Top of Source extract

Guaranteeing peace by preparing for war

Author: Prof Timothy Wangusa is a poet and novelist. PHOTO/FILE

What you need to know:

  • And I found myself immediately thinking, ah yes, if we are bound to have a stock of these necessary defence monsters, we might as well manufacture them for ourselves for less rather than buy them for more from some foreign dealer in various forms of war weaponry and battlefield ironmongery.

The most attention-catching and most interesting Ugandan national security news of the month of July, as flashed on the TV screens on July 28, was easily that of our dear President Museveni’s commissioning of our own armoured vehicles factory.

And I found myself immediately thinking, ah yes, if we are bound to have a stock of these necessary defence monsters, we might as well manufacture them for ourselves for less rather than buy them for more from some foreign dealer in various forms of war weaponry and battlefield ironmongery.

I also recalled the well-known military dictum, derived from an ancient Latin adage, which has practically come to be embraced by all nations, which states, “If you want peace, prepare for war”!

A tacit belief in this dictum translates into the current state of world affairs whereby every nation or state big and small (with the one exception of The Vatican) continuously amasses the most deadly arsenal for the express purpose of attacking some other state at the slightest provocation. Consequently, every state and nation under the sun is perpetually ready to go to war.

As a matter of fact, it is common knowledge, confirmed by the International Institute of Strategic Studies, that not only is there now a war somewhere on earth every day of the year, but that producing war gear and war ironmongery has become one of the most lucrative enterprises of the so-called developed countries; while buying them is one of the greatest curses of the so-called developing countries.

And the result is that, as Evangelist Billy Graham (1918-2018) once put it, a visitor from another planet would, in all fairness, conclude that warfare was the chief industry on earth. He would have to report to his home planet that he had seen more swords and spears than reaping knives; more gunpowder and other forms of explosives in every tiny country than there are human drugs in all the pharmacies of the world put together; and stockpiles of nuclear bombs one thousand times more than would be needed to blow up the entire planet in a terminal cataclysm! He would report phenomenal armed robberies in God’s own open daylight, deadly enmities, feuds and conflicts on land and sea and in the sky. And he would have to emphasize the fact that uninterrupted peace on earth is actively hated by the majority of humankind.

Bottom of Source extract
Top of Source data

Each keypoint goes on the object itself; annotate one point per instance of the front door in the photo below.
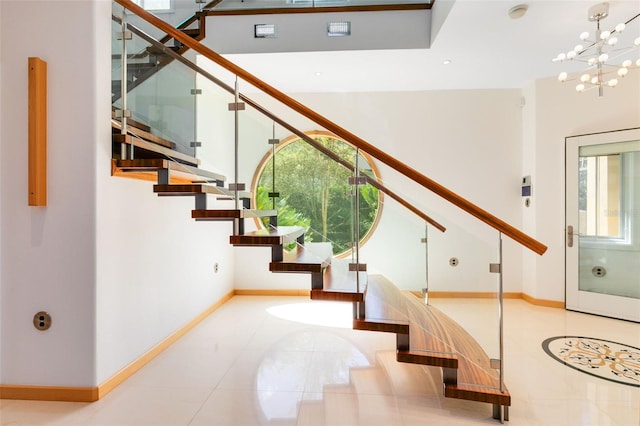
(603, 224)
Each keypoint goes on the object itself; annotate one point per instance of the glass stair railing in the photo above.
(379, 236)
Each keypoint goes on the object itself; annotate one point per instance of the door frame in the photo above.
(626, 308)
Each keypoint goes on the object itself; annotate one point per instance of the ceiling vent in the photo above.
(264, 31)
(339, 29)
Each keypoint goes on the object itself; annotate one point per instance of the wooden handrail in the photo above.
(455, 199)
(373, 182)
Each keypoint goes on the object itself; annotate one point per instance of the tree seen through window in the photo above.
(314, 192)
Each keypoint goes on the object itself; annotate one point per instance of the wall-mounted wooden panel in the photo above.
(37, 132)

Bottom of Source data

**Work request 1**
Summarize the column on preparing for war in two sentences.
**Work request 2**
Write the next part of the column on preparing for war, picking up after its last sentence.
The material comes from a separate source, unrelated to the column on preparing for war.

**Task response 1**
The writer reacts to President Museveni's commissioning of Uganda's own armoured vehicles factory, shown on television on July 28, by reasoning that making such vehicles at home costs less than buying them abroad, and recalls the dictum "If you want peace, prepare for war." The column argues that nearly every state keeps amassing deadly arsenals, that making war gear enriches developed countries while buying it curses developing ones, and, drawing on Billy Graham, that a visitor from another planet would conclude warfare was the chief industry on earth.

**Task response 2**
It is Bertolt Brecht (1898-1956), a German dramatist of the 20th Century, who, in factionalising the truth about the human condition, mockingly makes one of his chief characters express extreme disappointment at the announcement of peace to end a most pathetic and devastating war. She is Mother Courage, in a play of that title. During the Thirty Years War (1618-1648) in Europe (in the course of which Mother Courage loses all her children – both her sons and her dumb and only daughter), she makes money by trailing with her wagon in the wake of the soldiers, selling black market clothing and other goods to them.

Then one day comes someone breathlessly running and shouting, “Peace! Peace! Peace! Peace has come!”

Incredulous of the news, Mother Courage shouts back, “Don’t tell me peace has broken out – when I have just gone and bought all these supplies!” Later on she sulks to the chaplain and the cook, “Peace has broken my neck”. In other words, the return of peace is going to drain her pocket!

What a pity that warfare too often turns out to be just lucrative business rather than a genuine endeavour towards establishing lasting peace between peoples and nations. What a pity that even behind regional military or power blocs such as NATO, EEC, OPEC, Warsaw Pact that was, African Union, ASEAN, XYZ and ZYX,  there is not only the declared motive of prospecting for peace but also the concealed one of money-mongering.  

And I happen to know that there is “a more excellent way” to universal peace.

Prof Timothy Wangusa is a poet and novelist.